»»

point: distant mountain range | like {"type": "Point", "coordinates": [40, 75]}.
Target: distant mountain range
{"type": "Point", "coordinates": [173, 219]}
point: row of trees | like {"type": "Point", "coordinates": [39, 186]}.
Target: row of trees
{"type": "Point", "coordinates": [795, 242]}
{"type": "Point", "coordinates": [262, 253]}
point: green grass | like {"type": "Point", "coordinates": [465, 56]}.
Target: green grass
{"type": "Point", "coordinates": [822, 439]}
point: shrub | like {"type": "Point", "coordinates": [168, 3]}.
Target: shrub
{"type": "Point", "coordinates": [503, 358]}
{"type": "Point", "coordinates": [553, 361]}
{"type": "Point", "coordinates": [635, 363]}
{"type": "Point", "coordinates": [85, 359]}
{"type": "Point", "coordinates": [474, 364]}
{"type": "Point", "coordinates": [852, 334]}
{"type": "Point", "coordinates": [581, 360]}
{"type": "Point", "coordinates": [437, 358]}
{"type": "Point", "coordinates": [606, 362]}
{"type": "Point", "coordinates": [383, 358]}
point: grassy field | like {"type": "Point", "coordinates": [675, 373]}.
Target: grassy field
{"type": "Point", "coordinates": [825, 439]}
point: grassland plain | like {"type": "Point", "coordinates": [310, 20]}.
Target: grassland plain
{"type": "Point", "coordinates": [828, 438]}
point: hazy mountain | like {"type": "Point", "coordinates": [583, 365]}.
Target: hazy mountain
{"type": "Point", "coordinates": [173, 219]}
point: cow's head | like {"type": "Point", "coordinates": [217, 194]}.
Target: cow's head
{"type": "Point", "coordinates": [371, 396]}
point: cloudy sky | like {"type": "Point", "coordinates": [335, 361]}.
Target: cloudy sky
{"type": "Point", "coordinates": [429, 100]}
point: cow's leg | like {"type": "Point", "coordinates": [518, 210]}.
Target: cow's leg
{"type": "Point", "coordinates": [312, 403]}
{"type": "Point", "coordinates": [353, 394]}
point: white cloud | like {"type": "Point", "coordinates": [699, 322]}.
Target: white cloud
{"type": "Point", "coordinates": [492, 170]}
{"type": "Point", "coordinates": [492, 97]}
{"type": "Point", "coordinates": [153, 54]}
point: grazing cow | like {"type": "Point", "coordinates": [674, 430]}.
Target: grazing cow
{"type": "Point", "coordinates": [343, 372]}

««

What to work on: All that is needed is the exact run of lines above from the line containing "point: grassy field" through the line containing "point: white cloud", both of them included.

Problem solution:
point: grassy field | like {"type": "Point", "coordinates": [675, 373]}.
Target: grassy field
{"type": "Point", "coordinates": [825, 439]}
point: grassland plain | like {"type": "Point", "coordinates": [310, 20]}.
Target: grassland plain
{"type": "Point", "coordinates": [828, 438]}
point: hazy mountain | like {"type": "Point", "coordinates": [583, 365]}.
Target: hazy mountain
{"type": "Point", "coordinates": [173, 219]}
point: cow's head | like {"type": "Point", "coordinates": [217, 194]}.
Target: cow's head
{"type": "Point", "coordinates": [371, 396]}
point: cloudy sky | like {"type": "Point", "coordinates": [335, 361]}.
Target: cloudy sky
{"type": "Point", "coordinates": [429, 100]}
point: cow's leg | like {"type": "Point", "coordinates": [518, 210]}.
Target: cow's leg
{"type": "Point", "coordinates": [312, 403]}
{"type": "Point", "coordinates": [353, 394]}
point: white cloud | like {"type": "Point", "coordinates": [699, 322]}.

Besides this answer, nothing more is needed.